■ WHAT YOU NEED TO DO
Render each line of the records below as a JSON array of strings, one string per line, omitting any blank lines.

■ DATASET ROWS
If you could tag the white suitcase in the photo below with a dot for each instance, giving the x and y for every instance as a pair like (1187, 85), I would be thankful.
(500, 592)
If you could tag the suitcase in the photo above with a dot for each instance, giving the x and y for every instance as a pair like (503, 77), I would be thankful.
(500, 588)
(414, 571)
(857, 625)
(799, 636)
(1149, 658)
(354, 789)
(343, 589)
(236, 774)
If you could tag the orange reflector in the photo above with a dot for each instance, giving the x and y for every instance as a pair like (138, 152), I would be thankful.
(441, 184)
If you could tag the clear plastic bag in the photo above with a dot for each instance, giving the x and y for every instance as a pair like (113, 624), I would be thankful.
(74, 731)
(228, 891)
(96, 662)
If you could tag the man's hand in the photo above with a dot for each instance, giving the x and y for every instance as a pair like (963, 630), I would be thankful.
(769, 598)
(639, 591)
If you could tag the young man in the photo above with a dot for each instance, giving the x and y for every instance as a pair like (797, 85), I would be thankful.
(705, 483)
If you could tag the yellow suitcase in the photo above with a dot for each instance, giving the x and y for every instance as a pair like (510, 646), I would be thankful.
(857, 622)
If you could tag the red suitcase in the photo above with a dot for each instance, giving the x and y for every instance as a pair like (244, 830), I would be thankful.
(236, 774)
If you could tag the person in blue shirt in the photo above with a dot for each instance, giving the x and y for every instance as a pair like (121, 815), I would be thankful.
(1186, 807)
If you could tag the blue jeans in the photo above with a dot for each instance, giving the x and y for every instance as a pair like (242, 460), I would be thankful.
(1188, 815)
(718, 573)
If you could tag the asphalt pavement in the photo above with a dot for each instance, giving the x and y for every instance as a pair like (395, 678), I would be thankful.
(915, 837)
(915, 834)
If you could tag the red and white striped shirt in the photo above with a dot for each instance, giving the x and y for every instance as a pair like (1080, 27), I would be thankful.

■ SOLUTION TO THE EXERCISE
[
  "If you could tag the white suitcase in the photo below with a dot for each instance, giving the x and y for every instance as a pair like (1187, 85), I would be thankful.",
  "(500, 592)",
  "If you could tag the suitcase in the photo above with a dot for each instance, giving the x and y for every instance as a pair like (503, 77), I would be thankful.",
  "(500, 588)",
  "(414, 571)",
  "(857, 625)",
  "(799, 636)",
  "(1149, 658)",
  "(354, 789)",
  "(343, 589)",
  "(236, 774)",
  "If you could tag the orange reflector in the photo above with a dot for each instance, giving the x and y for every instance as a pair like (138, 152), I would be thankful.",
  "(441, 184)",
  "If you could tag the clear plastic bag in the photo above with a dot for each instance, giving the x and y for every instance as a pair like (113, 624), I would be thankful.",
  "(74, 731)",
  "(228, 891)",
  "(96, 662)",
  "If you could tag the man's hand in the photo above with a dot for each instance, giving the x and y for every instance as a pair like (963, 630), I would be thankful.",
  "(769, 598)",
  "(639, 591)",
  "If you could tag the young man in the photo above with a dot for each instance, giving the x and y for every instance as a pair like (797, 85), I would be thankful.",
  "(705, 483)",
  "If you could tag the yellow suitcase in the photo above with a dot for each instance, giving the x and y for every instance as a pair like (510, 646), I would be thankful.",
  "(857, 622)",
  "If you could tag the red suitcase in the photo above with a dot for each instance, giving the x and y for every instance as a pair like (244, 830), I would be thankful.",
  "(236, 774)",
  "If you could tag the person in blue shirt in the photo above with a dot for each instance, giving the x and y for every instance as a pair like (121, 815), I would be thankful.",
  "(1186, 807)",
  "If you could tag the blue jeans in the photo above with a dot for each instance, giving the x and y for every instance as a pair like (242, 460), I would be thankful.",
  "(1188, 815)",
  "(718, 573)",
  "If you could tag the asphalt pavement in the photo above with a dot for each instance, giving the x and y for every instance as a pair like (395, 678), I would be thankful.",
  "(915, 837)",
  "(915, 834)",
  "If you could tag the red and white striped shirt in the photo above with a dot for each instance, giving the x and y for every instance as a pair like (1080, 27), I would be thankful."
]